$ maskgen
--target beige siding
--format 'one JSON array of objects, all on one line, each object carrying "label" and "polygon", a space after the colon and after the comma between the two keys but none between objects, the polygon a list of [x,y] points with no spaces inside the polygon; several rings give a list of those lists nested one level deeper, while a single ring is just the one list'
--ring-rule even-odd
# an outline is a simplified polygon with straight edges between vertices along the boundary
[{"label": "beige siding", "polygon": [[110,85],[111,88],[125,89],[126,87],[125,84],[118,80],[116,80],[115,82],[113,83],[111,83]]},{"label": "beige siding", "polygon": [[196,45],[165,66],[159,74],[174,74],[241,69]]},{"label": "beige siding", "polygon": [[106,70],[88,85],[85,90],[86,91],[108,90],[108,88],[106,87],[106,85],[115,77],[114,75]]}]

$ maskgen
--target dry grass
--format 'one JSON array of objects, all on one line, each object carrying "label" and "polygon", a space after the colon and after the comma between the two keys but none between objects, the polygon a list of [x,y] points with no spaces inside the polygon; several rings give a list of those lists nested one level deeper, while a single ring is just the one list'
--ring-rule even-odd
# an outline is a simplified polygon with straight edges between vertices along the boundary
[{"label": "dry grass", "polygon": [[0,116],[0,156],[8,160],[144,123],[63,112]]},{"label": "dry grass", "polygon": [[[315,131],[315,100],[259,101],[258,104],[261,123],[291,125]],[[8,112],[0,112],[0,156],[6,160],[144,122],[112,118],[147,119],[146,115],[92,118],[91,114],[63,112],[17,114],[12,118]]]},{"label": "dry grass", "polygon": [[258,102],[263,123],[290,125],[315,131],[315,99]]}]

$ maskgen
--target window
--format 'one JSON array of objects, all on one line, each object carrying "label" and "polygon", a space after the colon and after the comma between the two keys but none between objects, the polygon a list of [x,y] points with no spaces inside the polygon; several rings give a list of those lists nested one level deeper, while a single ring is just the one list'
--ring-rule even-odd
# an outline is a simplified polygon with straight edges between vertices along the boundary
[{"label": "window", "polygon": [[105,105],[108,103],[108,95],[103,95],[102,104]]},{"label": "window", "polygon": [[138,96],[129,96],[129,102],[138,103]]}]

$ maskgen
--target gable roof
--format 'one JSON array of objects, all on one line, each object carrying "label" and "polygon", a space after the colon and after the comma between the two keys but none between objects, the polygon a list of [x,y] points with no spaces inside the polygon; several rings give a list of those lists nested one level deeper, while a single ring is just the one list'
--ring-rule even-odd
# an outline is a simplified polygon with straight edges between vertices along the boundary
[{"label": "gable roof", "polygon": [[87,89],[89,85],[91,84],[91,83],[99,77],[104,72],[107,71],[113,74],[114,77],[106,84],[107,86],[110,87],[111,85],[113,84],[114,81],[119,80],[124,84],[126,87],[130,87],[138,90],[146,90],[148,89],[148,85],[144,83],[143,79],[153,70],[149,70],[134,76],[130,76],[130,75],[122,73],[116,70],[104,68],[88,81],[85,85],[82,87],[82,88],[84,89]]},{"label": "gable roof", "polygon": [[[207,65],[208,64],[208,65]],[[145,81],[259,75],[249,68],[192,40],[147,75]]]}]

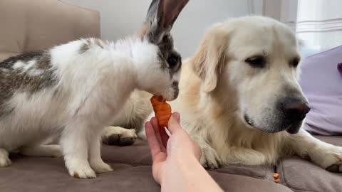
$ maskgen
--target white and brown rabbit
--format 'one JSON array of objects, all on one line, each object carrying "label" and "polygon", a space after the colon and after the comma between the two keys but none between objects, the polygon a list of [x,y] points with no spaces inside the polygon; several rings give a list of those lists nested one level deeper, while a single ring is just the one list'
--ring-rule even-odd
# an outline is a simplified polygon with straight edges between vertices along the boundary
[{"label": "white and brown rabbit", "polygon": [[[153,0],[141,31],[116,43],[81,39],[0,63],[0,167],[17,151],[63,156],[76,178],[112,171],[100,137],[130,93],[177,97],[181,58],[170,30],[187,1]],[[61,145],[44,144],[56,135]]]}]

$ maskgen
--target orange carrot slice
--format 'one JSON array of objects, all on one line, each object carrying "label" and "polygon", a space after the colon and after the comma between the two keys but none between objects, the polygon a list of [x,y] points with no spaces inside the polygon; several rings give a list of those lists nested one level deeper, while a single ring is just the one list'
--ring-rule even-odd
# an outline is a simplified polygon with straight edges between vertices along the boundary
[{"label": "orange carrot slice", "polygon": [[159,127],[167,127],[172,114],[171,106],[165,102],[162,97],[152,97],[151,103],[155,117],[158,120]]}]

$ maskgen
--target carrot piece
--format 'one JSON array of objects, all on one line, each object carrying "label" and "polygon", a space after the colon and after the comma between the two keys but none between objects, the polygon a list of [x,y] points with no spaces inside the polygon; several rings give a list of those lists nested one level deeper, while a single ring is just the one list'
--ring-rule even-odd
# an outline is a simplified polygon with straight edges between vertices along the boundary
[{"label": "carrot piece", "polygon": [[153,111],[155,111],[155,117],[158,120],[159,127],[167,127],[172,114],[171,106],[165,102],[162,97],[152,97],[151,103],[153,107]]}]

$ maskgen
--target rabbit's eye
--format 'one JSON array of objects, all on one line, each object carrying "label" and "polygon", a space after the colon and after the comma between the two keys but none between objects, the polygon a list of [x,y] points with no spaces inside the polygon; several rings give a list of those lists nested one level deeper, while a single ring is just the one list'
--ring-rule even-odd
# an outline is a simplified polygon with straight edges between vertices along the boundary
[{"label": "rabbit's eye", "polygon": [[178,65],[180,62],[179,58],[176,55],[171,55],[170,57],[167,58],[167,63],[169,63],[169,66],[170,68],[175,68]]}]

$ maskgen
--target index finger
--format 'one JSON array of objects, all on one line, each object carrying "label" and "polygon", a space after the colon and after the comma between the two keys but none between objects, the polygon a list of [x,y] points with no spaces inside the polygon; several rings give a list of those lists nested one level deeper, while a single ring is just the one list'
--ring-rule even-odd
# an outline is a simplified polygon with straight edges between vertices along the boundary
[{"label": "index finger", "polygon": [[174,134],[177,130],[182,129],[182,127],[180,127],[180,114],[177,112],[174,112],[170,117],[167,129],[171,134]]}]

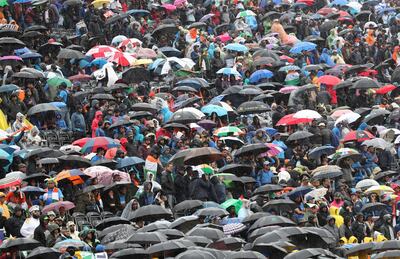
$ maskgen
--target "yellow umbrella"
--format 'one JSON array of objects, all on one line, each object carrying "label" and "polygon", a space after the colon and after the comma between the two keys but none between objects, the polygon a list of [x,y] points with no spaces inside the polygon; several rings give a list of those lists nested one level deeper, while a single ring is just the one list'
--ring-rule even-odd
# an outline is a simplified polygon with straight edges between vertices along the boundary
[{"label": "yellow umbrella", "polygon": [[103,4],[109,4],[110,0],[95,0],[92,2],[92,5],[96,8],[103,7]]},{"label": "yellow umbrella", "polygon": [[376,193],[379,196],[392,192],[394,192],[394,190],[386,185],[371,186],[365,191],[366,194]]},{"label": "yellow umbrella", "polygon": [[133,62],[133,66],[140,66],[140,65],[150,65],[153,63],[153,60],[149,58],[143,58],[143,59],[137,59],[135,62]]}]

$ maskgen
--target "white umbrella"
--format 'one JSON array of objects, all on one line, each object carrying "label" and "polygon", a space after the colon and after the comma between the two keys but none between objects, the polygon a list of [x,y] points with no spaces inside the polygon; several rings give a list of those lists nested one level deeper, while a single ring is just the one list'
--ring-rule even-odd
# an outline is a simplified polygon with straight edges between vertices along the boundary
[{"label": "white umbrella", "polygon": [[379,183],[373,179],[364,179],[356,184],[356,189],[361,189],[364,191],[372,186],[379,186]]},{"label": "white umbrella", "polygon": [[297,119],[319,119],[322,118],[321,114],[314,110],[301,110],[293,115],[293,118]]},{"label": "white umbrella", "polygon": [[346,113],[343,114],[342,116],[340,116],[336,121],[335,121],[335,126],[340,123],[340,122],[344,122],[346,121],[347,123],[353,123],[356,120],[358,120],[361,117],[360,114],[355,113],[355,112],[350,112],[350,113]]}]

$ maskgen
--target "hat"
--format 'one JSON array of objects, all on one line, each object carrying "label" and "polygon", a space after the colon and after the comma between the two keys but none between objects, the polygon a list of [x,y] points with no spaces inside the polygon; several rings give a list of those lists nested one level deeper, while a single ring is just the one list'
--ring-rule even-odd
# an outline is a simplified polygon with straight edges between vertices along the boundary
[{"label": "hat", "polygon": [[32,213],[34,211],[40,211],[40,208],[38,205],[33,205],[30,209],[29,212]]}]

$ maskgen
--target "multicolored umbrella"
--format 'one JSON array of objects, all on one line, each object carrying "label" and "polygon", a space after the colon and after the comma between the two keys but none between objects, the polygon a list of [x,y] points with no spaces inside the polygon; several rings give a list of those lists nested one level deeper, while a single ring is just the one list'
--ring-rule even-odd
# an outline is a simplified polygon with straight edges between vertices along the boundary
[{"label": "multicolored umbrella", "polygon": [[244,134],[244,132],[235,126],[226,126],[214,131],[214,135],[218,137],[239,136],[242,134]]},{"label": "multicolored umbrella", "polygon": [[373,139],[373,138],[375,138],[374,135],[372,135],[368,131],[352,130],[349,133],[347,133],[346,136],[344,136],[343,142],[348,142],[348,141],[363,142],[365,140],[369,140],[369,139]]},{"label": "multicolored umbrella", "polygon": [[113,147],[120,147],[118,140],[108,138],[108,137],[95,137],[89,139],[85,145],[82,147],[81,152],[83,154],[88,154],[92,152],[96,152],[98,148],[102,148],[107,150]]}]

## CHALLENGE
Report each line of the records above that contains the string "rabbit". Case counts.

## WRITTEN ANSWER
--target white and brown rabbit
[{"label": "white and brown rabbit", "polygon": [[[153,0],[141,31],[116,43],[81,39],[0,63],[0,167],[17,151],[63,156],[76,178],[112,171],[100,137],[130,93],[177,97],[181,58],[170,30],[187,1]],[[61,145],[44,144],[56,135]]]}]
--target rabbit's eye
[{"label": "rabbit's eye", "polygon": [[178,65],[180,62],[179,58],[176,55],[171,55],[170,57],[167,58],[167,63],[169,63],[169,66],[170,68],[175,68]]}]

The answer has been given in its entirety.